Exchanges handle a large volume of deposits and withdrawals daily, including both small and large transactions, while ETFs can choose safer but less efficient solutions due to their lower operational frequency. As an exchange, we must find a balance between efficiency and security. If withdrawal processing times are too long, customers will feel dissatisfied, so our system needs to complete withdrawal operations within minutes.
Analysis of Bybit’s assets before and after the hacking attack
Kevin:
What changes occurred in Bybit’s assets and liabilities before and after the hacking attack?
Ben:
Before the attack, our total customer assets were about $20 billion. In the first few days after the attack, our total assets dropped to $14 billion, and at one point further declined to $10 billion or $12 billion. However, as market sentiment gradually recovered, the total assets bounced back to around $14 billion.
Kevin:
How do you prove that customer assets are safe?
= = =
▶ **THE EXERCISE**: Can you repeat the Bybit interview excerpt word for word, between "Exchanges handle a" and "the hacking attack?", inclusive? Draw only on the Bybit interview excerpt and on nothing else.

(Records)
= = =
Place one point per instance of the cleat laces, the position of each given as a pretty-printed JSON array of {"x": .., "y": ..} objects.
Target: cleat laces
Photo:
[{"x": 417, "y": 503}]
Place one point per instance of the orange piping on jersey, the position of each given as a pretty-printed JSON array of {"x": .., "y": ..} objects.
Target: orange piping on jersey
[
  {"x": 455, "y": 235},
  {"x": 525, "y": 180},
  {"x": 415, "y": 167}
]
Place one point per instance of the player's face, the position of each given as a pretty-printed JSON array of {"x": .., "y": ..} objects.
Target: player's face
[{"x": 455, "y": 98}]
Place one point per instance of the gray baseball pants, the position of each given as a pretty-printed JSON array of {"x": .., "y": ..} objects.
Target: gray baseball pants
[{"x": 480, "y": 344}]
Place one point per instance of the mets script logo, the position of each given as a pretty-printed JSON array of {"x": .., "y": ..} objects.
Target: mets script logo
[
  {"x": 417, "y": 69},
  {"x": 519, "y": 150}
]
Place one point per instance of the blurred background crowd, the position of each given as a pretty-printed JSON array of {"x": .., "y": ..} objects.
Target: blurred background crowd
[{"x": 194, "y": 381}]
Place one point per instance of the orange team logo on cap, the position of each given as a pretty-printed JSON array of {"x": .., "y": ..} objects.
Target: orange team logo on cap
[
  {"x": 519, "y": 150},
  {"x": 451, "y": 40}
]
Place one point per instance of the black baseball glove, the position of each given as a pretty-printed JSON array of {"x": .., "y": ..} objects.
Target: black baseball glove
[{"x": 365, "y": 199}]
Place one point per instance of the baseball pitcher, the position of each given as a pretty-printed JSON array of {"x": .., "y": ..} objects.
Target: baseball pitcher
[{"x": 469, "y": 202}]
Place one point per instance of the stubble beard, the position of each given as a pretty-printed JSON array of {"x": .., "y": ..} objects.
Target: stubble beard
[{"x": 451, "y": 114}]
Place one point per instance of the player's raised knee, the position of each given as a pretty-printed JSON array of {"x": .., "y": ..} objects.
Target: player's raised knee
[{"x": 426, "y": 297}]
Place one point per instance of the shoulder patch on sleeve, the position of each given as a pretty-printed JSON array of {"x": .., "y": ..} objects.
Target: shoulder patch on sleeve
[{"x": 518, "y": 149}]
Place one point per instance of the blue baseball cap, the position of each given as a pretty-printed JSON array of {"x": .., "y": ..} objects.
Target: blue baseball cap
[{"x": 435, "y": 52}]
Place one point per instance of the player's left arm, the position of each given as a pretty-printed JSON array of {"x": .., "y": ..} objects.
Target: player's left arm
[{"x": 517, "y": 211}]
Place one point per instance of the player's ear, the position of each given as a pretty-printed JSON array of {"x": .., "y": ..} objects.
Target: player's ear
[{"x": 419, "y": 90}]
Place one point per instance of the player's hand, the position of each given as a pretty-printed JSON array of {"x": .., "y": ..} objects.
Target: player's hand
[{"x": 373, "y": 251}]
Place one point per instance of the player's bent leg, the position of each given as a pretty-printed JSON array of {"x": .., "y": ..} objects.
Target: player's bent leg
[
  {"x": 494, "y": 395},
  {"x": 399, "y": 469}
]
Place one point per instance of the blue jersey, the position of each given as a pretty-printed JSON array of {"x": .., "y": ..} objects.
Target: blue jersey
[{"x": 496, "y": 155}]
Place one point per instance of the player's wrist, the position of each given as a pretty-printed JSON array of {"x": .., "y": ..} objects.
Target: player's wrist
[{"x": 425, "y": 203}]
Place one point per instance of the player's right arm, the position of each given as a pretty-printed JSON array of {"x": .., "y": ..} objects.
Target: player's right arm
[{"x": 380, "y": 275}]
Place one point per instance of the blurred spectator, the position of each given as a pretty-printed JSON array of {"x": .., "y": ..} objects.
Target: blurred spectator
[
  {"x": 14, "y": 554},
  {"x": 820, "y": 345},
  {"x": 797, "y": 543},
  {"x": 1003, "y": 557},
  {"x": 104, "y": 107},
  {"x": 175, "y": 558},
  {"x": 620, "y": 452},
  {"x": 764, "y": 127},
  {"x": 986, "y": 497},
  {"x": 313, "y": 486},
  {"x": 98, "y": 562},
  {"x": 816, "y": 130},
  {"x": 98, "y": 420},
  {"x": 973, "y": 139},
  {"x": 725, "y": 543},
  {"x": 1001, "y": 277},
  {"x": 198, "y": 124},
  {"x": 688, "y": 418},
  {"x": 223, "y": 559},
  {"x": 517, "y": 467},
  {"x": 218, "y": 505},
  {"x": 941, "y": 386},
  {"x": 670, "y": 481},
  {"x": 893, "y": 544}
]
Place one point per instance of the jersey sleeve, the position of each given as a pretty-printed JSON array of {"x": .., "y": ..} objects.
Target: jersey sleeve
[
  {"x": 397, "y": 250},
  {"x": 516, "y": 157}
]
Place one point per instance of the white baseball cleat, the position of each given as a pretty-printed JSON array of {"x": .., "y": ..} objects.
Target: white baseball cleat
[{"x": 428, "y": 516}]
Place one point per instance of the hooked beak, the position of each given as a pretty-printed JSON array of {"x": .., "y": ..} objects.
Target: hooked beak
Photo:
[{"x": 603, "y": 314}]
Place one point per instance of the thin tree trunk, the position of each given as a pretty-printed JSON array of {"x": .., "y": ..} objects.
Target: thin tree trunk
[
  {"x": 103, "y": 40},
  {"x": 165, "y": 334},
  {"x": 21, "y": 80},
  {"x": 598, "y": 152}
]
= = =
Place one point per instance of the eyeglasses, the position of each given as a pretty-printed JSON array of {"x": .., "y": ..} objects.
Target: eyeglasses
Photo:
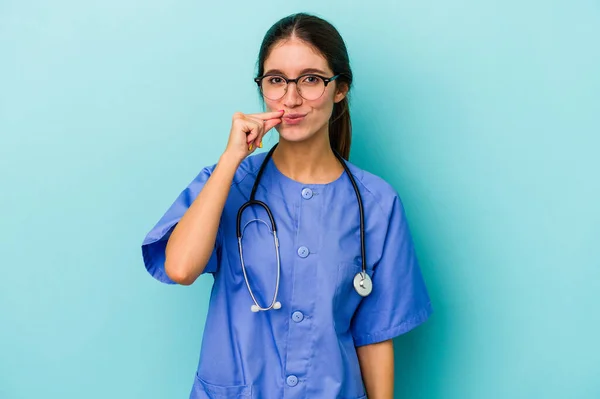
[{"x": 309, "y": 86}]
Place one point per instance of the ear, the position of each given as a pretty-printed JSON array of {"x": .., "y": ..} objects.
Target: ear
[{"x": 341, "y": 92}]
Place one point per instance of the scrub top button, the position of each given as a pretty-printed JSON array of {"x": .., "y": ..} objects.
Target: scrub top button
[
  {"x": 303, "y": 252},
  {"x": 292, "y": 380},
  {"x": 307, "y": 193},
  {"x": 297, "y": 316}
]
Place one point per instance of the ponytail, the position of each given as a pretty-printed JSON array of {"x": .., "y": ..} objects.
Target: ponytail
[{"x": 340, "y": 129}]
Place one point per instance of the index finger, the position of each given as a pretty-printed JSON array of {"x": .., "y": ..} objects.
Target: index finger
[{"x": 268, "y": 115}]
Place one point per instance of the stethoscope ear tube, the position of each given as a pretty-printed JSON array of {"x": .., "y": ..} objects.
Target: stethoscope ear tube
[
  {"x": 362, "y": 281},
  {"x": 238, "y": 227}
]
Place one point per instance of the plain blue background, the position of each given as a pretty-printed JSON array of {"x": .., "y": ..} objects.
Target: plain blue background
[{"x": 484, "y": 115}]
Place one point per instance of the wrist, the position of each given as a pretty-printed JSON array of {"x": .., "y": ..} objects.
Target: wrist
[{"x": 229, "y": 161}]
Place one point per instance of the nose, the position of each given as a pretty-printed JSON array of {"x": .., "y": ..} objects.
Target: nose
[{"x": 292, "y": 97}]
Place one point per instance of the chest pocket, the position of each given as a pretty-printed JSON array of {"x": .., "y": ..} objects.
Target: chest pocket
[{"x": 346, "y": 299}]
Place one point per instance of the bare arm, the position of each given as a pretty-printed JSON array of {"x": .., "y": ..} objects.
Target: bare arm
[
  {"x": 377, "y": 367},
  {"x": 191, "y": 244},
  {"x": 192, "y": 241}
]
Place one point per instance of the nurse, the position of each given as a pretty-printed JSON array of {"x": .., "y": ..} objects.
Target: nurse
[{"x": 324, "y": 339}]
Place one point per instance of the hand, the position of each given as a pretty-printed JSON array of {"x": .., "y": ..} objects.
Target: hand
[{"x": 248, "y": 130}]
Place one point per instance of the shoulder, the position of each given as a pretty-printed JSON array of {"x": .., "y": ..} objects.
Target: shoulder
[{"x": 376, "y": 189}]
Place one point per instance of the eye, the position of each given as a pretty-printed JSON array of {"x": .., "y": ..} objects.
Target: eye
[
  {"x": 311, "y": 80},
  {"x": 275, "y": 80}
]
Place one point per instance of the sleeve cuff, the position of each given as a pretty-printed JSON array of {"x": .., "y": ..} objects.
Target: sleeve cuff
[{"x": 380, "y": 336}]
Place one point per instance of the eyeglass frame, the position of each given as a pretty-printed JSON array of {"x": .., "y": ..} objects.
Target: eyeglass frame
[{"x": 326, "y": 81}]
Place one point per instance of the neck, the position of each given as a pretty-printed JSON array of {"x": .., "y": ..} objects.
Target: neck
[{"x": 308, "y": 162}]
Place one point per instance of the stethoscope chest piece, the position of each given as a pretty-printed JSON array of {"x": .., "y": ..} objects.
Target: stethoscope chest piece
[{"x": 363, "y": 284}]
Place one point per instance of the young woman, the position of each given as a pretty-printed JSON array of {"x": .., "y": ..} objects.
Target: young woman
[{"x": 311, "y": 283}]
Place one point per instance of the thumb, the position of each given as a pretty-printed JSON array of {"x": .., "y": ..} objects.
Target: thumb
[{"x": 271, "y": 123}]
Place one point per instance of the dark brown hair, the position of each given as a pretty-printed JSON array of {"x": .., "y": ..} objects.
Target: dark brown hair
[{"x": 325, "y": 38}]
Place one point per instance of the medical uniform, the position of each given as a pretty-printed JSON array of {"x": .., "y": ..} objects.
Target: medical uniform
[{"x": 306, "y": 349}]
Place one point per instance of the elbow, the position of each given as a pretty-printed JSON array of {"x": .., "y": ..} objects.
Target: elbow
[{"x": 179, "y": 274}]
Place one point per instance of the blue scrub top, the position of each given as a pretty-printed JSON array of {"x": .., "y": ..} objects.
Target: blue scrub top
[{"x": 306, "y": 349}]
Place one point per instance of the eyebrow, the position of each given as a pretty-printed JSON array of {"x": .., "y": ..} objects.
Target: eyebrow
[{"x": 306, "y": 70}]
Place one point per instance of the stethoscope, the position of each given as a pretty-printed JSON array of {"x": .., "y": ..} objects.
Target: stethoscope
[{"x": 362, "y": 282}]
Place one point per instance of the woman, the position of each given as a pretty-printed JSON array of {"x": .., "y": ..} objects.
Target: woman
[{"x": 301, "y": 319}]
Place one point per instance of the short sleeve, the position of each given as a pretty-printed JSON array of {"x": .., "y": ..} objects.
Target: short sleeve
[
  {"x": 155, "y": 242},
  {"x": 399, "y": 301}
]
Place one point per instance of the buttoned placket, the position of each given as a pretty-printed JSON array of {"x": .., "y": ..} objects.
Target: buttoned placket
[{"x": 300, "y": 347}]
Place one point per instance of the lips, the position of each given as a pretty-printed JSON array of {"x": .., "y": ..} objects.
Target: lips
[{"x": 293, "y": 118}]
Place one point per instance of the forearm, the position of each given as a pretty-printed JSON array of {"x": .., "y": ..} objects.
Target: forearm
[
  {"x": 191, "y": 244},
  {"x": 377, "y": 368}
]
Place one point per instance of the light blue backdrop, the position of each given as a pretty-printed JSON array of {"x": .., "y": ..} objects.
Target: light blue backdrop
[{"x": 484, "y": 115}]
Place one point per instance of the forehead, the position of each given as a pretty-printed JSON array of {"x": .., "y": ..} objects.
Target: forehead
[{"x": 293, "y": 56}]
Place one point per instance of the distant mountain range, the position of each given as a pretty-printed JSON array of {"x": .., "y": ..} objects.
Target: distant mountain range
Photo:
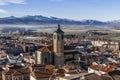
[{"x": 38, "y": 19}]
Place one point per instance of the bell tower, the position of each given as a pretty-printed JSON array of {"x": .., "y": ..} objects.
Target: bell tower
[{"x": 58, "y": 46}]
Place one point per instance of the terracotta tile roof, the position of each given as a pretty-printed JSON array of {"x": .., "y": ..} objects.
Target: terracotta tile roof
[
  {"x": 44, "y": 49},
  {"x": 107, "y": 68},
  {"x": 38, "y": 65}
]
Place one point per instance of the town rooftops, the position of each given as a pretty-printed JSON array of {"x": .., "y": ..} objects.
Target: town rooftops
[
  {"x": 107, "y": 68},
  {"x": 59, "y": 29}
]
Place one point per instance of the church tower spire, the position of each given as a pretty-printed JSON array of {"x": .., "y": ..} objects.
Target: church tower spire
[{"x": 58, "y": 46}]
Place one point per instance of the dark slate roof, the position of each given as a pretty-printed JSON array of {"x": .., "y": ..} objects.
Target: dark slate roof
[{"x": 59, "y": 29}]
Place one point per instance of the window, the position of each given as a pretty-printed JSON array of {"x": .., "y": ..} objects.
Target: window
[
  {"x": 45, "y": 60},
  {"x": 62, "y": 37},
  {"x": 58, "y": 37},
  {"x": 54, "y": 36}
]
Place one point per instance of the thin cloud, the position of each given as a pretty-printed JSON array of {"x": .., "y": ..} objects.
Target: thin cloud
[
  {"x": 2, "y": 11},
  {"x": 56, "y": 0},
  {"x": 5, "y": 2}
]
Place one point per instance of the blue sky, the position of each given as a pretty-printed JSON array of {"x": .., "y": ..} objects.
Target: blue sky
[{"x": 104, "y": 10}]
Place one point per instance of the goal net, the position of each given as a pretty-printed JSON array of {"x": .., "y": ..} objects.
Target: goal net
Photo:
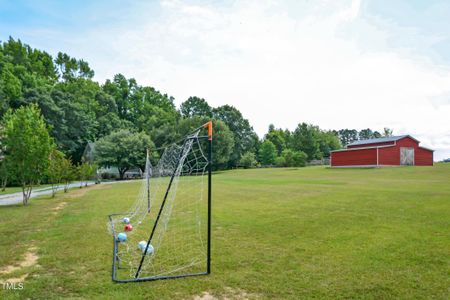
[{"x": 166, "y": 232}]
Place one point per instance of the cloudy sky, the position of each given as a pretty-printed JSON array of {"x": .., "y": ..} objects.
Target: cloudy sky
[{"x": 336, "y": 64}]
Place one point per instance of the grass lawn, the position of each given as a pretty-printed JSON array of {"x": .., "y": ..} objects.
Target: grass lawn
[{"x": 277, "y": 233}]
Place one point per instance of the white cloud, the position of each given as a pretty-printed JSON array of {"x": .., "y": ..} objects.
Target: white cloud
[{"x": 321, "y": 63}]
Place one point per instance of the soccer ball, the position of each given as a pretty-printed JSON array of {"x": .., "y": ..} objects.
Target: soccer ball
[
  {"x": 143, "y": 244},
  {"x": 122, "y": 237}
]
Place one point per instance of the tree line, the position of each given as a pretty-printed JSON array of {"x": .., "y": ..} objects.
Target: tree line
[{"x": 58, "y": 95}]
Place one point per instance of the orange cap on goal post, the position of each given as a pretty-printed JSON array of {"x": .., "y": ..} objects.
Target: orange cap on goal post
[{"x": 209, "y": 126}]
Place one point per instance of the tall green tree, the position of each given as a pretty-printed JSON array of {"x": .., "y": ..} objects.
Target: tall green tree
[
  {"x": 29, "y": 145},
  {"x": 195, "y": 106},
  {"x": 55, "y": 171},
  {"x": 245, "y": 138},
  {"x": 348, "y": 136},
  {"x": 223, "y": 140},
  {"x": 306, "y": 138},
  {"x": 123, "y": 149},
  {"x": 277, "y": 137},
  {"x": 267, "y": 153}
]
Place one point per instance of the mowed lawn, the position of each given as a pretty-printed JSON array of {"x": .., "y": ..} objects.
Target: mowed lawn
= = =
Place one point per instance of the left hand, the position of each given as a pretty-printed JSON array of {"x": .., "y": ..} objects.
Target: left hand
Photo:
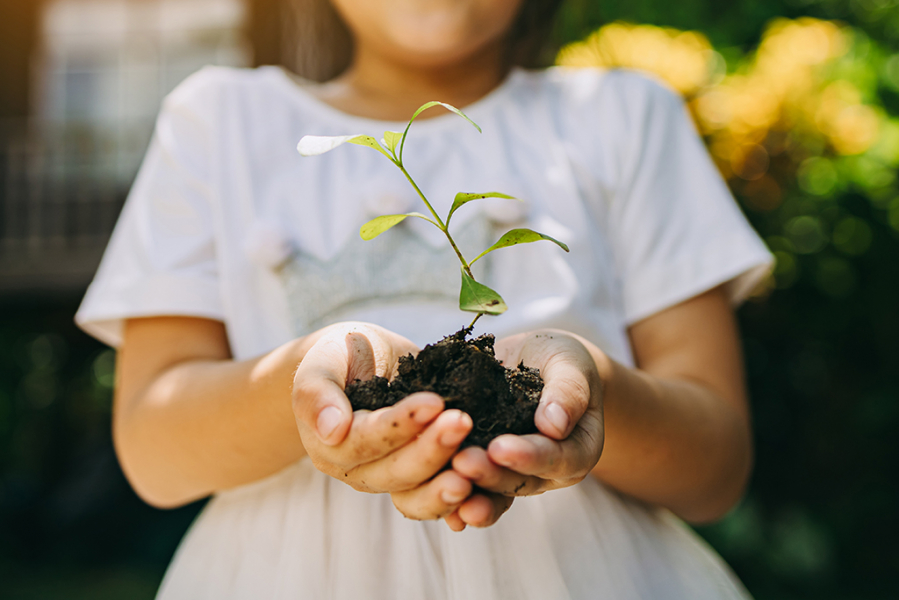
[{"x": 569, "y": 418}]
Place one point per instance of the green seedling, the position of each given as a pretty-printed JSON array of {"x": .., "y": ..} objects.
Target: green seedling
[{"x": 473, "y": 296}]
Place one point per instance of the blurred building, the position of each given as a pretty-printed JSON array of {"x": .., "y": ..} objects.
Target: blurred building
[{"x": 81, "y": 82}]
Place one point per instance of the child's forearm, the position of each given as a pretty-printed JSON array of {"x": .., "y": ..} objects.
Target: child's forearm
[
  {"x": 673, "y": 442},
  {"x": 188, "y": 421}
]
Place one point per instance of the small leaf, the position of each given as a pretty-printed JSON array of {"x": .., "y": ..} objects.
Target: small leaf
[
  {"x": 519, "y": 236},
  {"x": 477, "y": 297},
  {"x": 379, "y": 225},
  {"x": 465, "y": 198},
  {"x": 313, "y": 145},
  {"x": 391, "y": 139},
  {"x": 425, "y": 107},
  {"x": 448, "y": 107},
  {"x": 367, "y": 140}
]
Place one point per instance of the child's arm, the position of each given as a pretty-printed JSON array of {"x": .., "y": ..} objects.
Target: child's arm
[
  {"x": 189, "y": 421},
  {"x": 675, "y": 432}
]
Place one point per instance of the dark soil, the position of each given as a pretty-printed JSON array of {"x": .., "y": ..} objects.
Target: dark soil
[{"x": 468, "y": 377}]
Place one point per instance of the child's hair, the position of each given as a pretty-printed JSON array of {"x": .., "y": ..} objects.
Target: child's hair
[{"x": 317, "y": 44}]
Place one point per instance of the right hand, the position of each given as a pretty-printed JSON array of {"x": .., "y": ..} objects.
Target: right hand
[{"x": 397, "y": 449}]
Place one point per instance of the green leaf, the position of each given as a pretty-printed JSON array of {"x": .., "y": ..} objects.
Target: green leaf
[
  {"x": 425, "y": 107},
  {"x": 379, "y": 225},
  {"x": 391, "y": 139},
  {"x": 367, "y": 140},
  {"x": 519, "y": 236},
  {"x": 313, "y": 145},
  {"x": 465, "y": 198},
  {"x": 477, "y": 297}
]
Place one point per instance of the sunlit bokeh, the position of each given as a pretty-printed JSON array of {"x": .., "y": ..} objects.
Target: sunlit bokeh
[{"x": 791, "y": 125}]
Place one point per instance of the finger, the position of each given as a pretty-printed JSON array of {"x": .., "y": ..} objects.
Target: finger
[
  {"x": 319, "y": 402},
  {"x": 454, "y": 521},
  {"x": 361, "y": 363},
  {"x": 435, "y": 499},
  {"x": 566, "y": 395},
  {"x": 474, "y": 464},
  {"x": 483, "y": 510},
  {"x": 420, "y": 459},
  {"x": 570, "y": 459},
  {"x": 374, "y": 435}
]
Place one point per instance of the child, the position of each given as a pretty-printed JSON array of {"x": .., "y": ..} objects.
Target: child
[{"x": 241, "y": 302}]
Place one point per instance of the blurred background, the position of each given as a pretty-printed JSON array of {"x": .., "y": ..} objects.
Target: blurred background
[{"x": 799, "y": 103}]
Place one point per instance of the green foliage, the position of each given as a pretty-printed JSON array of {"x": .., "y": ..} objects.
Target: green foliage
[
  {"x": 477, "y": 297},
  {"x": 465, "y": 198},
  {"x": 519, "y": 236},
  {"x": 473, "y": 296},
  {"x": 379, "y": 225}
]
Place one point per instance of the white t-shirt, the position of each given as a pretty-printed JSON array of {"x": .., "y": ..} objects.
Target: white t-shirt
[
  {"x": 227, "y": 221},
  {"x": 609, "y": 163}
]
= = =
▶ **TASK SOLUTION**:
Exchanges handle a large volume of deposits and withdrawals daily, including both small and large transactions, while ETFs can choose safer but less efficient solutions due to their lower operational frequency. As an exchange, we must find a balance between efficiency and security. If withdrawal processing times are too long, customers will feel dissatisfied, so our system needs to complete withdrawal operations within minutes.
Analysis of Bybit’s assets before and after the hacking attack
Kevin:
What changes occurred in Bybit’s assets and liabilities before and after the hacking attack?